Retype the passage from the Edwin Dunning profile word for word, starting at "Compiled from official" and ending at "fleet carrier force.".

◆ Text section:
▽

Compiled from official National Archive and Service sources, contemporary press reports, personal logbooks, diaries and correspondence, reference books, other sources, and interviews.
Edwin Dunning RNAS First man to land on warship
Sqd Commander Edwin Dunning DFC RNAS. First man to land on warship

Born: 17 June, 1892. South Africa

Date of Death: 7 August 1917

Place: Scapa Flow, Orkney Isles, Scotland

Cause of death: Drowning

Squadron Commander Edwin Harris Dunning (Royal Naval Air Service) made aviation history when on August 1, 1917 he became the first person to land an aircraft on the deck of a ship underway, thus paving the path to the modern fleet carrier force.

The central positioning of funnels, bridge and other structures on a warship left insufficient clear deck to permit a plane to land onboard, thus, hitherto, all aircraft launched from ships and out of range of land had to come down on the sea beside the mother ship and be winched back onboard, a hazardous exercise at the best of times and overly fraught with danger in conflict, when a stationary ship presented an easy target for lurking submarines. The alternative was to ditch the plane and at least rescue the pilot. Since airpower was even then considered to be a potential threat to the largest ships afloat because of its ability to launch a torpedo attack out of range of an enemy's big guns, as well as providing accurate spotting of enemy formations at long distance, it became clear that a more useful mechanism was required to recover planes at the end of their sorties.

△

◆ Supplied records:
▽

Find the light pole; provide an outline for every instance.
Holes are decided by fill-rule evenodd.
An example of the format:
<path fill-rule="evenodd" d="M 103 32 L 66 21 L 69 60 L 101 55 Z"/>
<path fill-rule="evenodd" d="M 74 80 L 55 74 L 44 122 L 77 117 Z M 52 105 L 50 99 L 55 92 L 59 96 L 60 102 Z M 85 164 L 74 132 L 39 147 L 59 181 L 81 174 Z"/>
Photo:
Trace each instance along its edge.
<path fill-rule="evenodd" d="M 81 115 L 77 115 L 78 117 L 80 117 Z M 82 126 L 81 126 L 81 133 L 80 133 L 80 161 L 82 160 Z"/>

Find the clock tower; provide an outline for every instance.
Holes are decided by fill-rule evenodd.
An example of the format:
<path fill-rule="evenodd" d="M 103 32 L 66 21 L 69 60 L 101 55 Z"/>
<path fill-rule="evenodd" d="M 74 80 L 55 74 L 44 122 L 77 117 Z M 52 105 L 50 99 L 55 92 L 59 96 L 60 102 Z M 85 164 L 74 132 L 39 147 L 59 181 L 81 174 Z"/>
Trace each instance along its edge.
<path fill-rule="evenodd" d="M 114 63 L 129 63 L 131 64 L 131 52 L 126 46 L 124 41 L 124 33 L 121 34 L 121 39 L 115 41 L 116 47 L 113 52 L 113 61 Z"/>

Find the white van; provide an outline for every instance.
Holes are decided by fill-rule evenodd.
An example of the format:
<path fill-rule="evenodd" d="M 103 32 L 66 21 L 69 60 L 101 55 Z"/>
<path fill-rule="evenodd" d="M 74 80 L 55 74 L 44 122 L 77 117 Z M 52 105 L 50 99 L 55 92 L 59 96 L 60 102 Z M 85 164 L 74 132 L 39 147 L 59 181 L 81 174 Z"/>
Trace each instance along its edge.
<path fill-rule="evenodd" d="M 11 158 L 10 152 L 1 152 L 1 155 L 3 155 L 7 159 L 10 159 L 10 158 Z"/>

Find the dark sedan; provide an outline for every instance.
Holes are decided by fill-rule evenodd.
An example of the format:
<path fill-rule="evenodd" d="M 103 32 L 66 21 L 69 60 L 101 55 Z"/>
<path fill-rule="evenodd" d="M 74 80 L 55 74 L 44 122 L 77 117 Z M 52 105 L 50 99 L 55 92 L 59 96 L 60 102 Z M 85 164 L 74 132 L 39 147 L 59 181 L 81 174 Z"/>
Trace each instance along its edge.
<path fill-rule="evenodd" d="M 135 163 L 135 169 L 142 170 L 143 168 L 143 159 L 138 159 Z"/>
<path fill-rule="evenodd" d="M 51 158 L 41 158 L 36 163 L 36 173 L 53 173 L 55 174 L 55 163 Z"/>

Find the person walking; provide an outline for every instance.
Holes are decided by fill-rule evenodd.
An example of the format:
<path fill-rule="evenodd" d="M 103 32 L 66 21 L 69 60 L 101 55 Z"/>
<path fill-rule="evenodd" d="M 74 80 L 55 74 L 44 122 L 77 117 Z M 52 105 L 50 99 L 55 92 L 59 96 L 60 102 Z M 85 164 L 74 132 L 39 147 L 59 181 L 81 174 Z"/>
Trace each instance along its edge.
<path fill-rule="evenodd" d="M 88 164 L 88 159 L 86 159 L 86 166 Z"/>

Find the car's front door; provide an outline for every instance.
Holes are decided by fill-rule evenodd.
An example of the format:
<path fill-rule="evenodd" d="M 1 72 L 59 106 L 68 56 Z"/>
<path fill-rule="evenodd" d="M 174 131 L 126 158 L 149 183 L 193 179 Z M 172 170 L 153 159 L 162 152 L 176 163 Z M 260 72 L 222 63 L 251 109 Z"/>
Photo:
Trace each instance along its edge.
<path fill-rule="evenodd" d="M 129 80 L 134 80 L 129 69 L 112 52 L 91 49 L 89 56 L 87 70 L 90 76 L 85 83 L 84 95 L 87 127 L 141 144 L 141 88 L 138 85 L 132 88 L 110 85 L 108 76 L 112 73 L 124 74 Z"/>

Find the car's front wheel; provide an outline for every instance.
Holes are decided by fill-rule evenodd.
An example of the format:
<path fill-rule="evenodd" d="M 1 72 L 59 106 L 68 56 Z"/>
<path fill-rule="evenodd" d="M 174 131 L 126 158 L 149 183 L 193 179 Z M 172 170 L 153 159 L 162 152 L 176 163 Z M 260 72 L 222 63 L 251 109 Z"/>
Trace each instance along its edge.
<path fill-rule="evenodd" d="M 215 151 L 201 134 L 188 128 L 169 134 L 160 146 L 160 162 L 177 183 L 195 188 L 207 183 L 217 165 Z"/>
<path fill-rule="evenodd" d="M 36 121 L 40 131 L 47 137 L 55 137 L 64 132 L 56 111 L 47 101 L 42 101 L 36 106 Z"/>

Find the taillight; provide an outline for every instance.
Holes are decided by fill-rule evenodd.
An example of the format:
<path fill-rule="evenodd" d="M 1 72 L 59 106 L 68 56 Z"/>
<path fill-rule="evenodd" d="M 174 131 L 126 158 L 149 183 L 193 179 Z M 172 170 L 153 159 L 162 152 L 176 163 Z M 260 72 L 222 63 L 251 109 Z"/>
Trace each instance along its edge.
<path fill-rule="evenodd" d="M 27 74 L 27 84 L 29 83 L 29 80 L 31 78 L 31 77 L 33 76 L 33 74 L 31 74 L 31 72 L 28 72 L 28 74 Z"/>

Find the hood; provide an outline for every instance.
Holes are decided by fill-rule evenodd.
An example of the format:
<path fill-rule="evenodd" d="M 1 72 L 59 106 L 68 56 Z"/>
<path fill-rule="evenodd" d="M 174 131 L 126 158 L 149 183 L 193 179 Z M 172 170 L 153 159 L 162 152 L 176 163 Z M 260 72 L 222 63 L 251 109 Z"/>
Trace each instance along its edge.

△

◆ Solution to this problem:
Compiled from official National Archive and Service sources, contemporary press reports, personal logbooks, diaries and correspondence, reference books, other sources, and interviews.
Edwin Dunning RNAS First man to land on warship
Sqd Commander Edwin Dunning DFC RNAS. First man to land on warship

Born: 17 June, 1892. South Africa

Date of Death: 7 August 1917

Place: Scapa Flow, Orkney Isles, Scotland

Cause of death: Drowning

Squadron Commander Edwin Harris Dunning (Royal Naval Air Service) made aviation history when on August 1, 1917 he became the first person to land an aircraft on the deck of a ship underway, thus paving the path to the modern fleet carrier force.